──────── 所给材料 ────────
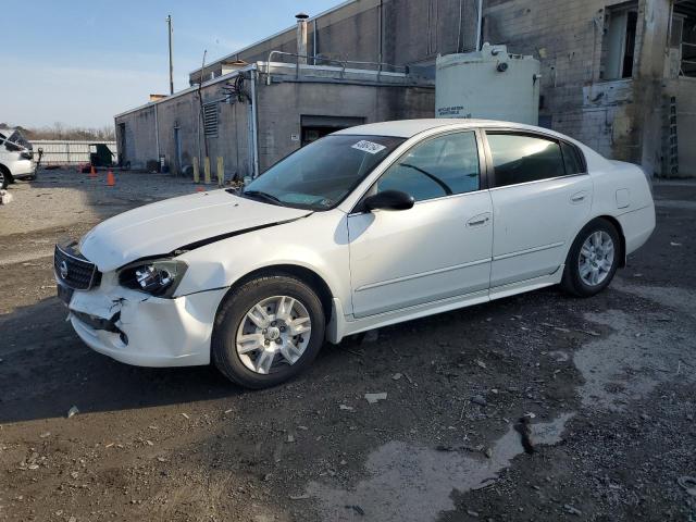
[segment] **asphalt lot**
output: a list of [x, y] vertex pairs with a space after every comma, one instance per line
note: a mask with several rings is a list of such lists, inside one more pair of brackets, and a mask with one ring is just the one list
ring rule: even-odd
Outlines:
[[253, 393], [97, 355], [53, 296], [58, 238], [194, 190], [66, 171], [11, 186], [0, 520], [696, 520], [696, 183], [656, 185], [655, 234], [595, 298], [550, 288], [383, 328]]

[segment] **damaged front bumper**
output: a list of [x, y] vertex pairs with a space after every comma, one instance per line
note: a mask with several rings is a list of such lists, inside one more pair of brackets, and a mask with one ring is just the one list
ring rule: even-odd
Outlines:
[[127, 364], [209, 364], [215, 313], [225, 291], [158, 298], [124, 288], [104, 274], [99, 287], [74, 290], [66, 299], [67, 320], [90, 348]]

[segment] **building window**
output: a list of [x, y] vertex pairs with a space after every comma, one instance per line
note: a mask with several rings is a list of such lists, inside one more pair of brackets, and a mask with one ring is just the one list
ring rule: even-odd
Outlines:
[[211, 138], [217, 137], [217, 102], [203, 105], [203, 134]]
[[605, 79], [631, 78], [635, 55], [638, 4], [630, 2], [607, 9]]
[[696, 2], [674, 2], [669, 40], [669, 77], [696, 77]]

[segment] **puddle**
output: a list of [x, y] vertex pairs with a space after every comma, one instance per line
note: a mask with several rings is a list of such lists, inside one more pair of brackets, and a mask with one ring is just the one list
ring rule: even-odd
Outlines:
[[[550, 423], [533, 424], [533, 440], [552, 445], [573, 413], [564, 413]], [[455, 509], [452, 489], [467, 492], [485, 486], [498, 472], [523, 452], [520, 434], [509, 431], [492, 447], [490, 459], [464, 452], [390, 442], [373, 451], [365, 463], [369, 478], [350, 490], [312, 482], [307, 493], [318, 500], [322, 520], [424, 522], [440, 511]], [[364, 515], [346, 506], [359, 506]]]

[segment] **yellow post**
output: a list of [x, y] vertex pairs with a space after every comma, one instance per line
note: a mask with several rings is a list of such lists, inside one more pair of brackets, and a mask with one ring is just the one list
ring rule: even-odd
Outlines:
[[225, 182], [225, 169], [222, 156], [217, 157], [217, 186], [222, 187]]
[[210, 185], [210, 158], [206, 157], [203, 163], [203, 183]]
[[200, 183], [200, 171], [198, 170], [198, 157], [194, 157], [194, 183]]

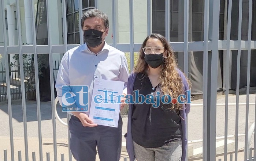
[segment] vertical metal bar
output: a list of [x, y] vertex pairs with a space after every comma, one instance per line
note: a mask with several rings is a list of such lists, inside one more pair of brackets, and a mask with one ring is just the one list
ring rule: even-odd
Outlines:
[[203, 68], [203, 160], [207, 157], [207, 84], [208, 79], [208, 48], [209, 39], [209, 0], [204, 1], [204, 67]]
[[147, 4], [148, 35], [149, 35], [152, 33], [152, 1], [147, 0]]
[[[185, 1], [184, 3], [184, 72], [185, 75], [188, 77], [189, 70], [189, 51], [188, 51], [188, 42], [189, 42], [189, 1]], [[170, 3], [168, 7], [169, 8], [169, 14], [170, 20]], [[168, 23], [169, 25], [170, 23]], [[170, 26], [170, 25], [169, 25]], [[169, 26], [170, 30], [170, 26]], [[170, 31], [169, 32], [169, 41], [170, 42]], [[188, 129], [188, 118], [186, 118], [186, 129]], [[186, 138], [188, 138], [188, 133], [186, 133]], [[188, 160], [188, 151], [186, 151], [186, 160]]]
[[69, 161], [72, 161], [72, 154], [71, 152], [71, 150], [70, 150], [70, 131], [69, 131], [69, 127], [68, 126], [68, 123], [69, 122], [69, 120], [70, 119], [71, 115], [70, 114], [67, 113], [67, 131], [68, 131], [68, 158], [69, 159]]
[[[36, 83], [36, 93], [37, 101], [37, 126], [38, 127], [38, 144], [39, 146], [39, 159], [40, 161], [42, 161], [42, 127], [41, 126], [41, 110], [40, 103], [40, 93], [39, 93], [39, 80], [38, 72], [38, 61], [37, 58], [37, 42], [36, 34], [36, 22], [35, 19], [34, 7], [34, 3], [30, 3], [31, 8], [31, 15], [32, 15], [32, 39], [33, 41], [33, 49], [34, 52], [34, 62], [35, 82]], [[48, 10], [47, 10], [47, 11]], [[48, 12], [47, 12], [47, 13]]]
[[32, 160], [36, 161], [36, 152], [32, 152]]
────────
问题说明: 请重新写出从包含“[segment] vertical metal bar”的行到包含“1], [147, 0]]”的行之间的各行（含首尾两行），只写这些行，要求部分原样保留。其中答案里的每个坐标值按 2.4 倍缩放，并四舍五入为整数（0.5 进位）。

完成结果:
[segment] vertical metal bar
output: a list of [x, y] vertex pairs with a space after every comma, one instance per line
note: a mask with several rings is a list of such lists, inside one more pair of brackets, and a mask with one ring is just the one list
ring rule: even-odd
Outlines:
[[487, 163], [487, 384], [497, 377], [497, 202], [499, 190], [499, 115], [502, 94], [502, 0], [490, 2], [490, 161]]
[[353, 10], [355, 84], [358, 84], [365, 79], [365, 2], [353, 0]]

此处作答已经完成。